● **EXERCISE GOAL**:
Reproduce word for word the line that contains "TARGET = spoon" and every line after it to the end of the records, with nothing else added.

● ● ● ● ● ● ●

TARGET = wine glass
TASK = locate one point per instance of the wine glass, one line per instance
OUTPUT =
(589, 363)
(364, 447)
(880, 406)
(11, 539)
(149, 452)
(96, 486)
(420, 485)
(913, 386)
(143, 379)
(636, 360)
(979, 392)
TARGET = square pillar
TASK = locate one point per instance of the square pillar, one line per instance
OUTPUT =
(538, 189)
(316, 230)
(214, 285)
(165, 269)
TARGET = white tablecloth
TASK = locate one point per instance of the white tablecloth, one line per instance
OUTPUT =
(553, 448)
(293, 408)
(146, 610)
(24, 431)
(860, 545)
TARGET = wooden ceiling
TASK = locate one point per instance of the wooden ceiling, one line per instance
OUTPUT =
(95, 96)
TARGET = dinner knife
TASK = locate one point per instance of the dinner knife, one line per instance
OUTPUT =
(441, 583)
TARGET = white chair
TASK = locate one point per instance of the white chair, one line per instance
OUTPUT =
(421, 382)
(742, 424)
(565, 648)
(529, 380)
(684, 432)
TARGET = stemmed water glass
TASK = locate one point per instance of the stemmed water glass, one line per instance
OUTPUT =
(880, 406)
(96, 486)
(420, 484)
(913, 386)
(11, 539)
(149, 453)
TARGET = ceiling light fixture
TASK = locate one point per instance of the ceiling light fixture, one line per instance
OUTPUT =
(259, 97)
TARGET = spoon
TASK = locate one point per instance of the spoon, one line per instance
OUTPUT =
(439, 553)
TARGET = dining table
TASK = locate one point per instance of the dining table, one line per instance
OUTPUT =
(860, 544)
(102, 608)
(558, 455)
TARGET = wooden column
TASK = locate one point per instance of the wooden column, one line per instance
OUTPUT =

● ● ● ● ● ● ●

● **WRITTEN RESPONSE**:
TARGET = spoon
TASK = locate one point per instance of the spoon, one line per instance
OUTPUT =
(439, 553)
TARGET = dining table
TASK = locate one point per instance of the dining table, one line per instance
OUTPUT =
(860, 544)
(102, 608)
(558, 455)
TARGET = wooden column
TASK = locate one point per instance of the wooden column, one line per instance
OUTPUT =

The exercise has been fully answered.